Locate the line that contains "A point marks every instance of the bare". Reproduce it and all following lines up to the end of the material, exactly and with nothing added.

(Entries from a point annotation set)

----

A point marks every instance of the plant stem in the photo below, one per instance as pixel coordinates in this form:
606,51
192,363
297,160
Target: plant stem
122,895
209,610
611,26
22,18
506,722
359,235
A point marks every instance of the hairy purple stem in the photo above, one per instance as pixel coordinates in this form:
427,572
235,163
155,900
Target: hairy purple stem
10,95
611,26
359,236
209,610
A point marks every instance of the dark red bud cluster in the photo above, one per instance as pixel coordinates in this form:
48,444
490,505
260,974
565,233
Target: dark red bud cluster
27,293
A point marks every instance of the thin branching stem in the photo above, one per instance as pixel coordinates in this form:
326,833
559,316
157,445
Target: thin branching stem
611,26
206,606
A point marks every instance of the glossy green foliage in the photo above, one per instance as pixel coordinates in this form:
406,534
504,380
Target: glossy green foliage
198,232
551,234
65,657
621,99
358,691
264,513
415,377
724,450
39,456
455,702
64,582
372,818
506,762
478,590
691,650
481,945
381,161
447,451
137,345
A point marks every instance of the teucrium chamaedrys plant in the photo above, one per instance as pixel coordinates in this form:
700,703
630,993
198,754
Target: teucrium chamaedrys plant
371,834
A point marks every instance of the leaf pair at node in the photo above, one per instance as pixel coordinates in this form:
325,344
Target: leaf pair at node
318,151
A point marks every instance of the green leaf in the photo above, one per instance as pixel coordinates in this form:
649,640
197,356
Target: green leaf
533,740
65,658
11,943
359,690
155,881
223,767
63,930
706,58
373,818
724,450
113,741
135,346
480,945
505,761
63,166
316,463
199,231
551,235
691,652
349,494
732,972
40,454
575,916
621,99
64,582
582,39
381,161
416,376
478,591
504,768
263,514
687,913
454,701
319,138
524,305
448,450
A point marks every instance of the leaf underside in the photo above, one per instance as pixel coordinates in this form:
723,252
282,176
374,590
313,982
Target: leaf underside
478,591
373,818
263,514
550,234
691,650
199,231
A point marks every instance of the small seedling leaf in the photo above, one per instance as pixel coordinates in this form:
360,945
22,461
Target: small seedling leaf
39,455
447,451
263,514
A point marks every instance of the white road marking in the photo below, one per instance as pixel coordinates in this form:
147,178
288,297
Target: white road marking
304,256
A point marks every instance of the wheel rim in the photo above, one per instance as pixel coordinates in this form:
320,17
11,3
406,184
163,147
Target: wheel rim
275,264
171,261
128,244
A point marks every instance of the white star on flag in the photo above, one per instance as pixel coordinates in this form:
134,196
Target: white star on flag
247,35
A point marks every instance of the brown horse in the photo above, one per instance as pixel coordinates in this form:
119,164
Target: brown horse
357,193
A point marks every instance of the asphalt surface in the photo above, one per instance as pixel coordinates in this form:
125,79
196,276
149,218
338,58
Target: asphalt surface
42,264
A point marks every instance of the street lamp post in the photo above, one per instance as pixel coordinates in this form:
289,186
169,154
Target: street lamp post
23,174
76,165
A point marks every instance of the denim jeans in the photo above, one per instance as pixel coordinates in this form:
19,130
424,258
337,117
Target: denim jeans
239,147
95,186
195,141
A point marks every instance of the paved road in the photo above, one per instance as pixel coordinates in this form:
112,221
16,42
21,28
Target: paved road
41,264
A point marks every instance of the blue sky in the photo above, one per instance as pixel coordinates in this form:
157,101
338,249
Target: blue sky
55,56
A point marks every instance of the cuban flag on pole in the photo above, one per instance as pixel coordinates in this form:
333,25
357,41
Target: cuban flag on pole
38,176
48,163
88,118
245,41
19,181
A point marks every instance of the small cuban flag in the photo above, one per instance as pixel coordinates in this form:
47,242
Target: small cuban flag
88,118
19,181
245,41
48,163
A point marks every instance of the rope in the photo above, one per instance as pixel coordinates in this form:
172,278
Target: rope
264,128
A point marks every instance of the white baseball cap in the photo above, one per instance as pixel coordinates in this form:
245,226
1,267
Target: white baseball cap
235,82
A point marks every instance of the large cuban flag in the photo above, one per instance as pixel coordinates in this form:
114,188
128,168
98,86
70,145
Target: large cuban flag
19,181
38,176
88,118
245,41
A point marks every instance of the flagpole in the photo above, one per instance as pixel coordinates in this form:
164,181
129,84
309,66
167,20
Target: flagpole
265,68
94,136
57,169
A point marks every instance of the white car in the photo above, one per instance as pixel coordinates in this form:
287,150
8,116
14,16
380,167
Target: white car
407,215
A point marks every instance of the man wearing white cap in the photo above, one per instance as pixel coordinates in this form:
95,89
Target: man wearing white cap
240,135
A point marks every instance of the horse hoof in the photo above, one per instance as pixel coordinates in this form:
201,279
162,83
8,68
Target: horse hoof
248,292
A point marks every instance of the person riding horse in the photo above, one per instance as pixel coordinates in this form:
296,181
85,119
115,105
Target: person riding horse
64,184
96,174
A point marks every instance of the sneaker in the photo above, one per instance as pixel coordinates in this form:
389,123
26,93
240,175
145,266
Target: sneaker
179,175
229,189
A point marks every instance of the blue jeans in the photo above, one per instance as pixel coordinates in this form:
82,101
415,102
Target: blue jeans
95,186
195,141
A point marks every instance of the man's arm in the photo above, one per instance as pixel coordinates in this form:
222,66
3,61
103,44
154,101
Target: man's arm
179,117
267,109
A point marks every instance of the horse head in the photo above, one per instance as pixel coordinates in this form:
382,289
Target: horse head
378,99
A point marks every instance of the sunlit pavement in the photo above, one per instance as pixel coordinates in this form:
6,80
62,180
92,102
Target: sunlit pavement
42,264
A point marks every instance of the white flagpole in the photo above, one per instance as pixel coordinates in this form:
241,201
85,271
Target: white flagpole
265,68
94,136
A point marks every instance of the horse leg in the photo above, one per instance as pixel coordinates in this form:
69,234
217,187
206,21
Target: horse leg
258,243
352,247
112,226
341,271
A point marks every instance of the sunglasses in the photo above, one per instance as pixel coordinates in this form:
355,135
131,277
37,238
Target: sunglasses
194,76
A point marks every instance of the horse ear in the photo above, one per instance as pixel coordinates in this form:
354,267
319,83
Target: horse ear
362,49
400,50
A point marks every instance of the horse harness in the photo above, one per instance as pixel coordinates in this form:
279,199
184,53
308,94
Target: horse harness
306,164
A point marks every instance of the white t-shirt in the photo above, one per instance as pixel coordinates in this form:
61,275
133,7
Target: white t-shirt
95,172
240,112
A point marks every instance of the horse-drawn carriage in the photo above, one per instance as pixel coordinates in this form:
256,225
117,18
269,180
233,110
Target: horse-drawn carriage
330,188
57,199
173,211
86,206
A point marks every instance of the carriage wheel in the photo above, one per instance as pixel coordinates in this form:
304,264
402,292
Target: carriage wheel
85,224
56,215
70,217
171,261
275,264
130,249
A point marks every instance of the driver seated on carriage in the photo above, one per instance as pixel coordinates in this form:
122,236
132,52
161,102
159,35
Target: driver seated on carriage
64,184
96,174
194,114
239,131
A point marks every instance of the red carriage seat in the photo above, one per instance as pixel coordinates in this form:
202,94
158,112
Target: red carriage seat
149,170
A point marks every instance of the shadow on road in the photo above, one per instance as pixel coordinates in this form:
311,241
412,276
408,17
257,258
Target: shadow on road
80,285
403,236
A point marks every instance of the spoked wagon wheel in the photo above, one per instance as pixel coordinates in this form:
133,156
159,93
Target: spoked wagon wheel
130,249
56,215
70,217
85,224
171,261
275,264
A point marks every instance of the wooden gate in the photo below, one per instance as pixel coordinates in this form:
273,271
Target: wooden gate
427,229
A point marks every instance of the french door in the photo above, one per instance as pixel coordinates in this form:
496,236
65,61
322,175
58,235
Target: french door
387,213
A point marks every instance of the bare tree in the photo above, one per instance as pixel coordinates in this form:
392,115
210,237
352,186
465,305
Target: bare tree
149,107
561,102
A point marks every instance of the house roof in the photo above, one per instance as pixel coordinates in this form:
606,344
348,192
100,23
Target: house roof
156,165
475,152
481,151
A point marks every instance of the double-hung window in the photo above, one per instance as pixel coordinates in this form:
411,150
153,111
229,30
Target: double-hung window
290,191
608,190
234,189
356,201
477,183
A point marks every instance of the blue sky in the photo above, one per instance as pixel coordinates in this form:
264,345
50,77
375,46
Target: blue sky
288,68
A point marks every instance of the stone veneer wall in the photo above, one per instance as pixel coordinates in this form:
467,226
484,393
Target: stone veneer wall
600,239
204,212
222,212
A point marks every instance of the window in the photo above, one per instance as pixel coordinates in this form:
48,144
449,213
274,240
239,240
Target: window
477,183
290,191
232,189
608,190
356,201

----

Completed task:
A point marks every instance of the bare tree in the photo above, one per instance as pixel coordinates in this form:
392,115
210,237
352,186
465,305
Target: bare tree
149,107
561,102
A point marks every instance of the house roof in the photo above, one per instance as pixel coordinates in this form:
606,344
348,192
100,23
Target: house roof
156,165
475,152
481,151
A point marks every instance of the double-hung window in the photo above, one per instance as pixel coordinates in this form:
411,150
153,111
229,30
Target: double-hung window
290,191
608,190
234,189
356,201
477,183
A point marks every instance of the blue sky in the photo above, one per instance as pixel coordinates in this form:
264,345
50,77
375,46
Target: blue sky
288,68
A point marks every instance of the stone veneer wall in the photo above, one per instance as pixel coordinates in this form:
467,226
484,393
Target: stone veneer wall
600,239
204,212
222,212
A point marks every instance of the window in the photo above, one per instance as pixel coordinates in this form:
48,144
449,213
274,240
239,240
Target: window
477,183
290,191
232,189
608,190
356,201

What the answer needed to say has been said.